(Stored dataset items)
※
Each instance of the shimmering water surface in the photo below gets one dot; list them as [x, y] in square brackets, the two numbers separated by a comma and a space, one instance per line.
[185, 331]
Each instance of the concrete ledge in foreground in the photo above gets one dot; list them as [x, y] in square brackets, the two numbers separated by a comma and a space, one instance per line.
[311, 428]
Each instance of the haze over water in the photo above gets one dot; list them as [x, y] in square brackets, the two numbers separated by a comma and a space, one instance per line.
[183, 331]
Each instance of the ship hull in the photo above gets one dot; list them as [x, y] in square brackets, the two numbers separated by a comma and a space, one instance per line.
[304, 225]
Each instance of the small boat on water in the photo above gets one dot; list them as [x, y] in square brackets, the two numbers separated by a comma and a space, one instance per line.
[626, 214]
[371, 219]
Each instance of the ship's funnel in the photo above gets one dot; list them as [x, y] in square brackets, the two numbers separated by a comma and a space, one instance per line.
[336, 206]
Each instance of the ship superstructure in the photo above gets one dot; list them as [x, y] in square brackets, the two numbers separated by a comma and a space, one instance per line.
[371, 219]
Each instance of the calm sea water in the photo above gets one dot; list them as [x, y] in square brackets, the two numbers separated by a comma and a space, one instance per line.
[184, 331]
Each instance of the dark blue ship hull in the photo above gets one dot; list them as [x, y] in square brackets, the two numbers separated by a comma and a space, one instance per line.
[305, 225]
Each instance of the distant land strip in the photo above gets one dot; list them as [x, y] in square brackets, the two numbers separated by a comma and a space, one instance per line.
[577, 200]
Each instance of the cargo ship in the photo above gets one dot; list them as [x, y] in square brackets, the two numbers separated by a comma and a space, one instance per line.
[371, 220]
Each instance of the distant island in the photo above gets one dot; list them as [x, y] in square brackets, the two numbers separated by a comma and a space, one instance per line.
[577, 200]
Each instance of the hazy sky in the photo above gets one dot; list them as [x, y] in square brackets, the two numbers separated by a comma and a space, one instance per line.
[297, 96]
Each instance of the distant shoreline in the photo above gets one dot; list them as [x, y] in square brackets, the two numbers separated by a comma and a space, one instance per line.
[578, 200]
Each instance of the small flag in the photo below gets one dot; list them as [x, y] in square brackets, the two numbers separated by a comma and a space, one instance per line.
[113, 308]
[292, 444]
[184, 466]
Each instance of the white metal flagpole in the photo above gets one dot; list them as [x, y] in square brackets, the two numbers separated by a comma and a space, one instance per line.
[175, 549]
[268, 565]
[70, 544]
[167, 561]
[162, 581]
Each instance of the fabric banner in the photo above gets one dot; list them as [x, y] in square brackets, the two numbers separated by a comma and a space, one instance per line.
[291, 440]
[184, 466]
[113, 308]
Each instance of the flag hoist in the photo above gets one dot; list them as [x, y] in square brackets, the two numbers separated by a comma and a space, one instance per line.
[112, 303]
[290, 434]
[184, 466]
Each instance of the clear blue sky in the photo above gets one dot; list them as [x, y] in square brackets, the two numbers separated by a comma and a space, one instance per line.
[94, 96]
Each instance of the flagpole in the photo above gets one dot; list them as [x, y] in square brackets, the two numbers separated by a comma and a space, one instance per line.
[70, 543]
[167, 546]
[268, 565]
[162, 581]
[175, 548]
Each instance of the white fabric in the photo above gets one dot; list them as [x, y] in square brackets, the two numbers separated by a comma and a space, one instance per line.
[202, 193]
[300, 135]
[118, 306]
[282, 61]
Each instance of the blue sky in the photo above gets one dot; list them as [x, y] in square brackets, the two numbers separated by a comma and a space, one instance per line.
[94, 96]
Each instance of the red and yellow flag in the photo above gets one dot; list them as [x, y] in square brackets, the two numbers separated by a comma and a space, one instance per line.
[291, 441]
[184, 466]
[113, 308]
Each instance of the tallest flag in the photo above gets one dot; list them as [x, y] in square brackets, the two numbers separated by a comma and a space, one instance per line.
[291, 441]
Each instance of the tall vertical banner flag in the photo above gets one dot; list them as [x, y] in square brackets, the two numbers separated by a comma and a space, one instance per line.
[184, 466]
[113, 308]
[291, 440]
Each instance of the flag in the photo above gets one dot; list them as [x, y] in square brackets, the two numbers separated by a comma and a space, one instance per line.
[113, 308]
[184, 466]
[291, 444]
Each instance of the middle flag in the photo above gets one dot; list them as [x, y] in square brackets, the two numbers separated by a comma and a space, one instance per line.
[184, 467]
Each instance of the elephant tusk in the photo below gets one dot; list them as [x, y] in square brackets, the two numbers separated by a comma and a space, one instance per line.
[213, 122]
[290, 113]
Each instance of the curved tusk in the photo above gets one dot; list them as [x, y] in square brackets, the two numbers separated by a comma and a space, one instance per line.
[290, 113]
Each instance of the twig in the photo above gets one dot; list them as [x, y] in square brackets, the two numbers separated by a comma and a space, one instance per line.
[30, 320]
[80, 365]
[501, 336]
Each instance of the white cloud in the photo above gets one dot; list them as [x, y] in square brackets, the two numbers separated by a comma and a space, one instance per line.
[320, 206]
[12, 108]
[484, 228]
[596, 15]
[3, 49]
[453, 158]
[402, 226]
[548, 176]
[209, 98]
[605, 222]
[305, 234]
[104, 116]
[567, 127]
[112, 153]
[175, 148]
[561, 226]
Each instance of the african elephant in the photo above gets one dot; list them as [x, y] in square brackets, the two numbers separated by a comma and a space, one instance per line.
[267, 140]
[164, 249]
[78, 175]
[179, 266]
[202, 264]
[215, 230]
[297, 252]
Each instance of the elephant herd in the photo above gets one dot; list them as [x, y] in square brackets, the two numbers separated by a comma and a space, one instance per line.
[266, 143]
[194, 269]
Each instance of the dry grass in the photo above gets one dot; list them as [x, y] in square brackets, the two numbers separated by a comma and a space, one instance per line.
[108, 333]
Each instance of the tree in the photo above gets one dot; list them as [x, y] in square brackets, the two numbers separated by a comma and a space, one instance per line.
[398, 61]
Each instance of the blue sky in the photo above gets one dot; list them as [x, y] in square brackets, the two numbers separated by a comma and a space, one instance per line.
※
**Task objective**
Write the listing out again, exactly as it reads.

**The response**
Each instance of the shimmering water surface in the photo below gets one dot; list them as [x, y] in square brackets, the two numbers separated by a comma and a space, one instance per line.
[185, 331]
Each instance of the concrete ledge in foreground in the photo above gets one dot; list them as [x, y] in square brackets, the two numbers separated by a comma and a space, one instance per line.
[311, 428]
Each instance of the haze over water in the photo above gets one dot; list them as [x, y] in square brackets, the two numbers separated by a comma and a space, one instance per line.
[183, 331]
Each instance of the ship hull in the photo above gets one dot; list them as [x, y] in square brackets, the two numbers separated by a comma and a space, one instance per line.
[304, 225]
Each instance of the small boat on water in the photo above gets one dot; list them as [x, y] in square brackets, the two numbers separated by a comma and a space, one instance per line.
[626, 214]
[371, 219]
Each instance of the ship's funnel in the photo above gets one dot; list them as [x, y] in square brackets, the two numbers separated by a comma and a space, one instance per line.
[336, 206]
Each instance of the ship superstructure in the photo above gets one dot; list them as [x, y] in square brackets, the two numbers separated by a comma and a space, one instance per line.
[371, 219]
Each instance of the calm sea water in the photo above gets one dot; list them as [x, y] in square brackets, the two numbers separated by a comma and a space, one instance per line.
[184, 331]
Each instance of the dark blue ship hull in the photo above gets one dot; list them as [x, y] in square brackets, the two numbers separated by a comma and a space, one instance per line.
[305, 225]
Each instance of the distant land strip in the photo above gets one dot; list them as [x, y] in square brackets, the two numbers separated by a comma and a space, one instance per line.
[577, 200]
Each instance of the cargo ship in the photo above gets one dot; list them as [x, y] in square brackets, the two numbers separated by a comma and a space, one instance per line.
[371, 220]
Each instance of the distant island in the photo above gets one dot; list them as [x, y] in square brackets, the two numbers separated by a comma and a space, one instance per line.
[577, 200]
Each instance of the hazy sky in the photo above gets one dot; list them as [x, y] in square brackets, the two numbers separated by a comma and a space, one instance per line.
[297, 96]
Each instance of the distant shoreline in the photo above gets one dot; list them as [x, y] in square brackets, the two numbers separated by a comma and a space, one instance per line.
[578, 200]
Each instance of the small flag in the photo below gets one dot; list them as [x, y] in square brackets, the two numbers separated by a comma and a space, one instance per line.
[113, 308]
[292, 444]
[184, 466]
Each instance of the white metal flagpole in the photo above gets one dot; list them as [x, y] in square brackets, the two numbers separated by a comma and a space, one instance per line.
[175, 549]
[268, 565]
[70, 544]
[167, 561]
[162, 581]
Each instance of the fabric banner in the photo above gets one dot; list them as [x, y] in square brackets, the two numbers separated by a comma and a space, one instance per line.
[291, 440]
[184, 466]
[113, 308]
Each instance of the flag hoist in the photo above gets one dot; list them as [x, y] in square brackets, the two numbers separated by a comma and a space, one instance per line.
[112, 303]
[290, 434]
[184, 466]
Each instance of the clear blue sky in the photo above gets one dot; list them as [x, y] in square brackets, the two numbers separated by a comma and a space, one instance per line.
[94, 96]
Each instance of the flagpole in the photo above gets one dot; list them as [x, y] in square brackets, the two numbers separated by a comma and a space, one instance per line.
[70, 543]
[167, 546]
[268, 565]
[162, 581]
[175, 548]
Each instance of the white fabric in the photo above gets one dot; list them as [x, y] in square brackets, the two numbers separated by a comma and a space, one instance per line.
[202, 193]
[300, 135]
[118, 306]
[282, 61]
Each instance of the blue sky in the photo above gets one dot; list them as [x, y] in square brackets, the two numbers separated by a comma and a space, one instance per line.
[94, 96]
Each instance of the red and yellow flag in the photo above gets one dot; list them as [x, y] in square brackets, the two numbers separated by a comma and a space, one instance per line.
[291, 441]
[184, 466]
[113, 308]
Each instance of the tallest flag in the photo above gets one dot; list them as [x, y] in square brackets, the two numbers separated by a comma and a space, one instance per line.
[291, 441]
Each instance of the tall vertical banner flag in the photo above gets one dot; list them as [x, y] in square brackets, the two numbers separated by a comma and a space, one instance per line.
[184, 466]
[113, 308]
[291, 440]
Each instance of the flag in the photo above gets one dot; list them as [x, y] in square brackets, the two numbers separated by a comma and a space, one instance per line.
[113, 308]
[184, 466]
[291, 444]
Each instance of the middle flag in the photo above gets one dot; list them as [x, y] in square brackets, the two numbers separated by a comma and a space, one instance per line.
[184, 467]
Each instance of the elephant tusk in the photo below gets one dot; list them as [x, y] in square brackets, the two numbers separated by a comma and a space, one instance per line.
[213, 122]
[290, 113]
Each instance of the curved tusk in the photo above gets one dot; list them as [x, y] in square brackets, the two numbers separated by a comma and a space, one instance per line.
[290, 113]
Each instance of the twig in the photo above gets one dot; list them as [x, y] in square brackets, the two numbers separated by a comma and a space, one instance per line.
[30, 320]
[80, 365]
[501, 336]
Each instance of the white cloud in the photo above gets one dot; list them as [x, y] in square brackets, the two numbers separated by a comma and a space, one instance per line.
[320, 206]
[12, 108]
[484, 228]
[596, 15]
[3, 49]
[453, 158]
[402, 226]
[548, 176]
[209, 98]
[605, 222]
[305, 234]
[104, 116]
[567, 127]
[112, 153]
[175, 148]
[561, 226]
Each instance of the african elephant in the photo above gets one dot; list them as [x, y] in square brackets, the two numbers separated by a comma and a space, one instance per line.
[267, 140]
[164, 249]
[78, 175]
[179, 266]
[202, 264]
[215, 230]
[297, 252]
Each instance of the elephant herd in the photo above gets one dot; list them as [x, y] in square brackets, the two numbers separated by a comma and a space, one instance per line.
[266, 143]
[194, 269]
Each instance of the dry grass in the photo above gets one dot; list them as [x, y] in square brackets, the two numbers separated by a comma and a space, one instance per line.
[108, 333]
Each instance of the tree in the photo above gets one dot; list them as [x, y] in square brackets, the two numbers separated by a comma and a space, one instance per line.
[398, 61]
Each instance of the blue sky in the photo above gets one dot; list them as [x, y] in square brackets, the two numbers separated by a comma and a space, one instance per line.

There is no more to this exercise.